| PROBLEM STATEMENT |
Turn the material, from the line with "For full credit, report the bounding box of the window" through the last line, into a JSON list of strings with one string for each line. Leave out any blank lines.

━━━ ITEMS

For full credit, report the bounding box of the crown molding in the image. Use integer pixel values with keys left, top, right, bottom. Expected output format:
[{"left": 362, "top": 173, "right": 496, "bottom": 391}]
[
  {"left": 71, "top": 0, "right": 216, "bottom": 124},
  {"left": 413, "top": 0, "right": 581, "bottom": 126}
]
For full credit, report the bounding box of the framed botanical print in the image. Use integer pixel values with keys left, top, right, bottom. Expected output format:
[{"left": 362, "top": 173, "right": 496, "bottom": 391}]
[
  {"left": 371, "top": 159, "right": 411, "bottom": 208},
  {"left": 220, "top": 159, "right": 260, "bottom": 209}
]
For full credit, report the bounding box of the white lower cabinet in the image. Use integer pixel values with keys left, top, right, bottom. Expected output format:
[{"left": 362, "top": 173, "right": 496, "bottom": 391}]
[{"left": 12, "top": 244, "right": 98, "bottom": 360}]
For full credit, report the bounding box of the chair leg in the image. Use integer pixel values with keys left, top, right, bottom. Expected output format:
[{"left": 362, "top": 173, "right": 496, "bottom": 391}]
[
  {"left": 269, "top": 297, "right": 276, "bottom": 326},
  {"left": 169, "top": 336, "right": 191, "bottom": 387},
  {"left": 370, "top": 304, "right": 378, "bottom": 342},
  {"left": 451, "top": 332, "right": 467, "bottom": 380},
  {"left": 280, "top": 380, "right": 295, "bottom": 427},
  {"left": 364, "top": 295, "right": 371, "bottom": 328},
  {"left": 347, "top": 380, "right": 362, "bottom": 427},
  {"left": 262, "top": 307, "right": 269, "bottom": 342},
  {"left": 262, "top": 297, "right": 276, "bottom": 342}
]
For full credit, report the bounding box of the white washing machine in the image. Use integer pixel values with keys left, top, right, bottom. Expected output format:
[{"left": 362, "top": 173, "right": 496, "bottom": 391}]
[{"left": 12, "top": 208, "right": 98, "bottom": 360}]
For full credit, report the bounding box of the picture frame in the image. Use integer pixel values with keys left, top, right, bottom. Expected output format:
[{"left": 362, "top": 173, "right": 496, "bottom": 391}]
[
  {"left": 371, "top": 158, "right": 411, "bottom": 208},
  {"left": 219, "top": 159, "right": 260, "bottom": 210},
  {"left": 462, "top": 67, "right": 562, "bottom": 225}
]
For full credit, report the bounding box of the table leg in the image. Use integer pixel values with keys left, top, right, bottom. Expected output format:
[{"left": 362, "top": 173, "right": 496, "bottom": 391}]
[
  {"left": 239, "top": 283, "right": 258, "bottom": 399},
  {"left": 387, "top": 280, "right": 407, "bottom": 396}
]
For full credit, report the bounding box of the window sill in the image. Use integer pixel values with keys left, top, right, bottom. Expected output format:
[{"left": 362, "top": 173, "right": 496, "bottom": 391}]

━━━━━━

| RESULT BELOW |
[
  "For full credit, report the bounding box of the window sill in the image. Use integer pixel values with keys left, top, right, bottom. Expected output format:",
  "[{\"left\": 362, \"top\": 173, \"right\": 496, \"bottom\": 391}]"
]